_Requisito_
Retome o texto sobre o racismo à brasileira e dê-lhe continuidade a partir da última frase apresentada.

Borghi conta que o episódio do comercial do Boticário o lembrou do conceito de “fragilidade branca”, cunhado pela acadêmica americana Robin DiAngelo, que explicaria a reação negativa das pessoas ao vídeo. “As pessoas brancas vivem em uma zona de conforto, onde nunca são colocadas para pensar o racismo. E quando isso acontece, às vezes não reagem muito bem. Acho que esse caso revela que muitas pessoas não estão preparadas para lidar com o racismo, por mais que o país tenha avançado muito nessa questão”.
Racismo à brasileira
O antropólogo Roberto DaMatta, em seu livro “O que é o Brasil?”, de 2004, faz uma comparação entre o racismo nos Estados Unidos e no Brasil, e ajuda a elucidar o “racismo à brasileira”. No país norte-americano, uma pessoa com ascendência negra – ou com aquilo que os americanos costumavam chamar de de “sangue negro” – mas aparência branca, passa a ser considerada preta.
“O racismo americano [...] revela um preconceito racial aberto à discriminação e à segregação, um prejuízo que considera básicas as “origens” das pessoas, e não as suas “marcas” (ou aparências) raciais, como ocorre no caso brasileiro. Nos Estados Unidos, liga-se a aparência a uma “essência” (a origem), fazendo com que um “branco” seja classificado como “negro”, caso um dos seus ascendentes tenha sido “negro”.”
Já no caso do Brasil, tudo depende da situação e do contexto. A consequência disso, aponta DaMatta, é a dificuldade de enfrentar ou mesmo de perceber o nosso preconceito, que tem enorme invisibilidade.

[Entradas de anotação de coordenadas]

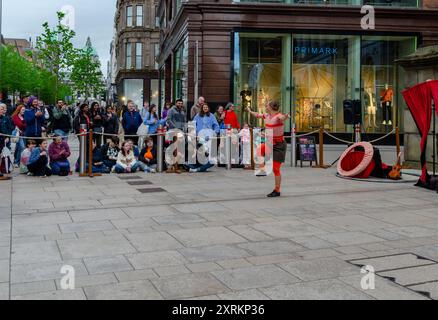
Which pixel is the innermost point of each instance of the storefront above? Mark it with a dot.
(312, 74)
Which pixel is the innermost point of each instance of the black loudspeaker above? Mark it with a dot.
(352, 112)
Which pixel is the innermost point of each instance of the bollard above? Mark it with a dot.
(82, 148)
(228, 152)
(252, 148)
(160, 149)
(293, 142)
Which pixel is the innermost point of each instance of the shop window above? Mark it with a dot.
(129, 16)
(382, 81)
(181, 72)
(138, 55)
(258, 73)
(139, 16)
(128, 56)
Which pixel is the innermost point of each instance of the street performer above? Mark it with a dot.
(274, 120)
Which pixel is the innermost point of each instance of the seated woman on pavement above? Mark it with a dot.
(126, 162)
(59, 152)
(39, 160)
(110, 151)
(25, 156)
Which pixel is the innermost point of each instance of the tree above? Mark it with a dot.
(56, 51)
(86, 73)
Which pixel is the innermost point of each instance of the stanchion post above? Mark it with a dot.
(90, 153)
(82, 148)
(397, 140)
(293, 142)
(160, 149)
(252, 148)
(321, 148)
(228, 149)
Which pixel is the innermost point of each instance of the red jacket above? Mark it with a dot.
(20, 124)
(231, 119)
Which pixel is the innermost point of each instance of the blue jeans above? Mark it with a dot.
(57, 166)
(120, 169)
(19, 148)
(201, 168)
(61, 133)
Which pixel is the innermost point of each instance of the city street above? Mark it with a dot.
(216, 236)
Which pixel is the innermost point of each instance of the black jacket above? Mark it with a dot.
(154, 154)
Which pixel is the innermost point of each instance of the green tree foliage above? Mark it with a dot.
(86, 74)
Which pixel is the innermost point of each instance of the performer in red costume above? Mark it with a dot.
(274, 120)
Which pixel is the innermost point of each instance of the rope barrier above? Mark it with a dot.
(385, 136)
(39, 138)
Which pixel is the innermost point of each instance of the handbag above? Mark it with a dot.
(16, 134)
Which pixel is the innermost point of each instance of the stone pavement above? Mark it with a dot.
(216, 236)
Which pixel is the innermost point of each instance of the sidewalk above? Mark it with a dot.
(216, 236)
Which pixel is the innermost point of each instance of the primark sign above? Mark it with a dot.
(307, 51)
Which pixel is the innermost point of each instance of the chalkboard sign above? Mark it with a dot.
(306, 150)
---
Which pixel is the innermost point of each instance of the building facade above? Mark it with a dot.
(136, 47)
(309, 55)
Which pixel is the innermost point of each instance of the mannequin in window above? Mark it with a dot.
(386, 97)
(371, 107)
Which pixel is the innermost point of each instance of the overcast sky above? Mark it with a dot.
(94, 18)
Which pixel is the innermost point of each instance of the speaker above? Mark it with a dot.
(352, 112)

_Em resposta_
“Primeiramente, porque o preconceito racial era muito mais claro, visível e contundente nas sociedades igualitárias. Mas em sociedades hierarquizadas e pessoalizadas como o Brasil, a gradação e o clientelismo diluem o preconceito que sempre pode ser visto como dirigido contra aquela pessoa e não contra toda uma etnia. Daí a nossa crença em que não temos preconceito racial, mas social, o que, tecnicamente, é a mesma coisa. Numa sociedade onde somente agora se admite não existir igualdade entre as pessoas, o preconceito velado é uma forma muito mais eficiente de discriminar, desde que essas pessoas “saibam” e fiquem no seu lugar.”
É comum ouvir o argumento mencionado pelo antropólogo de que, no Brasil, o preconceito é social, e não racial. Claro, já que as pessoas pobres de qualquer cor têm uma vida de grandes dificuldades no Brasil. Entretanto, não são poucos os casos em que negros ricos sofrem preconceito. Por exemplo, já ouvimos falar de casos em que celebridades ou jogadores de futebol sofreram discriminação, ou casos em que professores chegaram a uma universidade para dar palestra e foram confundidos com trabalhadores braçais.
“O cotidiano já comprova [que não é verdade] a ideia de que enriquecer é suficiente para romper com o racismo. Todos nós já vimos essas situações, de pessoas que superaram a desigualdade econômica e que continuam sofrendo racismo em diferentes locais porque são negros”, opinou Lucimar.
Outro sociólogo que fala sobre a diferença entre o racismo no Brasil e nos Estados Unidos é Oracy Nogueira. Ele explica que, nos Estados Unidos, o preconceito é de origem, causado pela segregação racial no país, enquanto no Brasil existe o “preconceito de marca”, ou seja, é sofrido por quem é reconhecido como negro não por suas origens, mas pelas suas características físicas.
O antropólogo e professor brasileiro-congolês Kabengele Munanga diz que o racismo no Brasil “é um crime perfeito”. Isso seria causado porque “as pessoas não reconhecem o seu próprio racismo, e os negros acreditam em sua inferioridade”, explica Borghi.